The Class Defining the Extension Methods

The C# compiler that implements the rules for defining the implementation of Extension Methods is very pedantic. The containing class must be marked as static. The requirements for the implementation of extension methods are described in Extension Methods (C# Programming Guide) .The following is the class definition which I have been using to contain the LINQ extension method.

    public static class LINQ_Extensions 

The full version of the class definition, with comments, which result in IntelliSense context sensitive help being generated is as follows:

    /// <summary> /// Class which supplies LINQ extension Methods. /// Extension methods are: /// <see cref="Window"/>, /// <see cref="AllValuesDistinct"/>, /// ToPrintString"/>, /// <see cref="ToIntegralValue"/>, /// <see cref="ToBigIntValue"/>. /// </summary> public static class LINQ_Extensions 

Failure to mark the class as static will result in the compiler error CS1106.

error CS1106: Extension method must be defined in a non-generic static class

Introducing The ToPrintString LINQ Extension Method

This is the first of a pair of LINQ extension methods I will present. This method is the one I first implemented. The second extension method I will resent here is very similar to this method, but addresses some of the limitations that this method contains. The most significant limitations of this implementation I will detail further on in this bog post.

ToPrintString – Design Decisions

The design of this extension method needed to enable a number of features. These design features included:

1) I wanted external control over a couple of points in the processing of this extension method. These points of control accept Lambda Expressions, enabling the caller to supply the functionality that is required.

2) I wanted the extension method to work with any type of object. Hence, the use of a generic type parameter to the implementation (see: Introduction to Generics (C# Programming Guide) for further information).

3) The type parameter for this implementation should not be constrained. Hence, it will work with declared stucts, declared classes, and anonymous classes (see Anonymous Types (C# Programming Guide) for further information).

4) I wanted a simple signature to the extension method. This desire lead me to implement the method using Optional Parameters (see: Named and Optional Arguments (C# Programming Guide)) with Default Values that provide a useful (in my opinion) implementation. This desire should (and has) resulted in an implementation that can be invokes with no arguments.

5) I wanted the flexibility to select the elements of the sequence are dumped. To achieve this wanted to have a where predicate, like the LINQ Where method, as part of the implementation.

* Supplied data
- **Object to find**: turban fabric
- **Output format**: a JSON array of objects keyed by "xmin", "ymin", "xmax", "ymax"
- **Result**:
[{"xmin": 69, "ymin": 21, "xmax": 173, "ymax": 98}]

* The tasks
1. Reproduce verbatim the passage in the text on C# LINQ extension methods, from "The design of" up to and including "Generics (C# Programming Guide) for further information).".
2. Pick up the text on C# LINQ extension methods after its last sentence and carry it on.

* Responses to the tasks
1.
The design of this extension method needed to enable a number of features. These design features included:

1) I wanted external control over a couple of points in the processing of this extension method. These points of control accept Lambda Expressions, enabling the caller to supply the functionality that is required.

2) I wanted the extension method to work with any type of object. Hence, the use of a generic type parameter to the implementation (see: Introduction to Generics (C# Programming Guide) for further information).

2.
6) I wanted to have all of the information which LINQ can supply available. The particular piece of information that I wanted available was the position in the sequence each object occupies.

ToPrintString – Implementation Decisions

The decisions made in the implementation fall into two groups. These groups are the implementation decisions that support, or implement, the design goals, and those which support an efficient and effective implementation. The following is the signature for the implementation of the extension method.

public static string ToPrintString<TSource>(
    this IEnumerable<TSource> InputSequence,
    Func<TSource, int, bool> WherePredicate = null,
    Func<TSource, int, string> FormatFunction = null,
    Func<StringBuilder, string, StringBuilder> ConcatenateFunction = null)

Implementation Features Supporting The Design Goals

The signature of the extension method implements a number of the design goals for the method. These design goals and implementations include:

1) The three Func< arguments expose the points in the method where the caller of the method can supply custom functionality. This satisfies the goal of allowing the caller to supply functionality that is required.

2) The parts of the function’s signature that utilises the <TSource> type parameter enables the flexibility to apply the extension method to any type of object contained in a sequence.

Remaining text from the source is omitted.